## EXTRAIT FOURNI:
À distance très rapprochée de la lecture de _L'Amour sous algorithme_, je suis franchement déçu par cet ouvrage qui est supposé en constituer le prolongement, à une année d'intervalle. La démarche du genre du « journalisme narratif » est présentée comme identique, mais expliquée dans la Postface de cet opus. Je trouve cependant que la part d'enquête et de recherche est ici incomparablement inférieure à la part de récit autobiographique-autofictionnel, ce qui apporte un matériaux beaucoup moins substantifique et également très problématique pour la réflexion, en comparaison avec le livre précédent. Pourtant le questionnement de _Dating fatigue_, annoncé dans le chap. 1er par les mots d'une jeune auditrice présente à une conférence de la journaliste-autrice, est très intéressant et, à mon avis, tout à fait pertinent : « […] Comment faire pour draguer sans utiliser Tinder alors ? Comment faire pour sortir du jeu du consumérisme que vous décrivez dans votre ouvrage [précédent] ? Est-ce que ça veut dire qu'on ne peut plus draguer sans Tinder ? » (p. 23).

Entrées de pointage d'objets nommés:
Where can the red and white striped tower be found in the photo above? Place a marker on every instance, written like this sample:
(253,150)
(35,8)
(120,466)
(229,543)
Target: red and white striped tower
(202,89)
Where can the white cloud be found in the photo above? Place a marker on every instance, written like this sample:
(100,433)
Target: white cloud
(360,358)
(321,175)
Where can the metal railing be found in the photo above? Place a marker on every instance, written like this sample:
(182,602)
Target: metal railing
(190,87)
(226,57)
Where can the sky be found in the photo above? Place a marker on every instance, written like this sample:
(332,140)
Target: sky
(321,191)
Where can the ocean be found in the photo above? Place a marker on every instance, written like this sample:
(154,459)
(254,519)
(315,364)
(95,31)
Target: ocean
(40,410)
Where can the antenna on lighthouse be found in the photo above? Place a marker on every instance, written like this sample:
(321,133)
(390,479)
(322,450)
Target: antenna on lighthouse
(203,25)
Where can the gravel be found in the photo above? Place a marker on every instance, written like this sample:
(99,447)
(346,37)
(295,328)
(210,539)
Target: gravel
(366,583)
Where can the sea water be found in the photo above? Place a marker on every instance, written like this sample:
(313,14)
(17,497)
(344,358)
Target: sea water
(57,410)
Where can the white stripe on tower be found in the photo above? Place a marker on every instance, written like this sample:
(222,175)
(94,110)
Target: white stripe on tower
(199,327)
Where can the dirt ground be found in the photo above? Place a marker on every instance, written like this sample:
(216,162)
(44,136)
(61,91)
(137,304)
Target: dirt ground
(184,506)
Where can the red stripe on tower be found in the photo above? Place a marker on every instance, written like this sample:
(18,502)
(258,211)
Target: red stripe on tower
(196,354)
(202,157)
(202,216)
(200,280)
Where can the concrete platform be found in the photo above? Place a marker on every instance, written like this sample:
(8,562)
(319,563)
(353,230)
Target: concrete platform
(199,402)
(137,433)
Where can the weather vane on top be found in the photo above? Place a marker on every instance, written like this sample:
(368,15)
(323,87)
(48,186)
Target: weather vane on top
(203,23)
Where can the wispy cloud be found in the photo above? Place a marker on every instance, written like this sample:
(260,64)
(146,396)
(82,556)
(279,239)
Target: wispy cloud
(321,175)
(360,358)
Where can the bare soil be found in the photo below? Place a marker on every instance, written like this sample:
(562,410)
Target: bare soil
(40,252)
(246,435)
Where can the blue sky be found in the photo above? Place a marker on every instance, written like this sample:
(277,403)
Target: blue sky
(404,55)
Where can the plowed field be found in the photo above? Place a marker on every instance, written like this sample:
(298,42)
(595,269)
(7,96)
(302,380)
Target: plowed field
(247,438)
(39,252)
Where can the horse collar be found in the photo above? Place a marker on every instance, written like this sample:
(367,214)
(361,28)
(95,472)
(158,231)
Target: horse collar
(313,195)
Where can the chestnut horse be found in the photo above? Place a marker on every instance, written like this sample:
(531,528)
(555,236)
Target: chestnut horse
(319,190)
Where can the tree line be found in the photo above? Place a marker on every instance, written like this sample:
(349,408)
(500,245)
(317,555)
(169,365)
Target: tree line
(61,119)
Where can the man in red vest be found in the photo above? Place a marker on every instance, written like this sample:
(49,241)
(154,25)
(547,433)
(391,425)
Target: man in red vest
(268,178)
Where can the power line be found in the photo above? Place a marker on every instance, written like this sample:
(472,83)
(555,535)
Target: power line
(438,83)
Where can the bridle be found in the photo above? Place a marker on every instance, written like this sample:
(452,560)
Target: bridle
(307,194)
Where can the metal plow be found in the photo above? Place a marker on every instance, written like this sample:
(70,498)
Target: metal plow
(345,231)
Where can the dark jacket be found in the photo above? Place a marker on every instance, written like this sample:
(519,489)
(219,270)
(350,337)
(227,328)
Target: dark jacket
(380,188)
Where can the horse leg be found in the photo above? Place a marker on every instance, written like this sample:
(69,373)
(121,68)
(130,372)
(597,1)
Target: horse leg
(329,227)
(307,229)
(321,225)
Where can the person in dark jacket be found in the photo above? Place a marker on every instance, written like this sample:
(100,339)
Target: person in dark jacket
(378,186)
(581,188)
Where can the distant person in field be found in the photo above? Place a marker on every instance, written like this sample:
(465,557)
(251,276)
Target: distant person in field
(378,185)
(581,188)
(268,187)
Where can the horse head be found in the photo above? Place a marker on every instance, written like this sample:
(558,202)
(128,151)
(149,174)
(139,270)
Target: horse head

## CONSIGNES:
**1)** Relevez toutes les questions que l'extrait fourni cite dans la phrase attribuée à la jeune auditrice.
**2)** Signalez chaque ligne des données contenant la chaîne « collar », en respectant la casse.

## RÉPONSES PAR CONSIGNE:
**1)**
- Comment faire pour draguer sans utiliser Tinder alors ?
- Comment faire pour sortir du jeu du consumérisme que vous décrivez dans votre ouvrage [précédent] ?
- Est-ce que ça veut dire qu'on ne peut plus draguer sans Tinder ?

**2)**
Where can the horse collar be found in the photo above? Place a marker on every instance, written like this sample:
Target: horse collar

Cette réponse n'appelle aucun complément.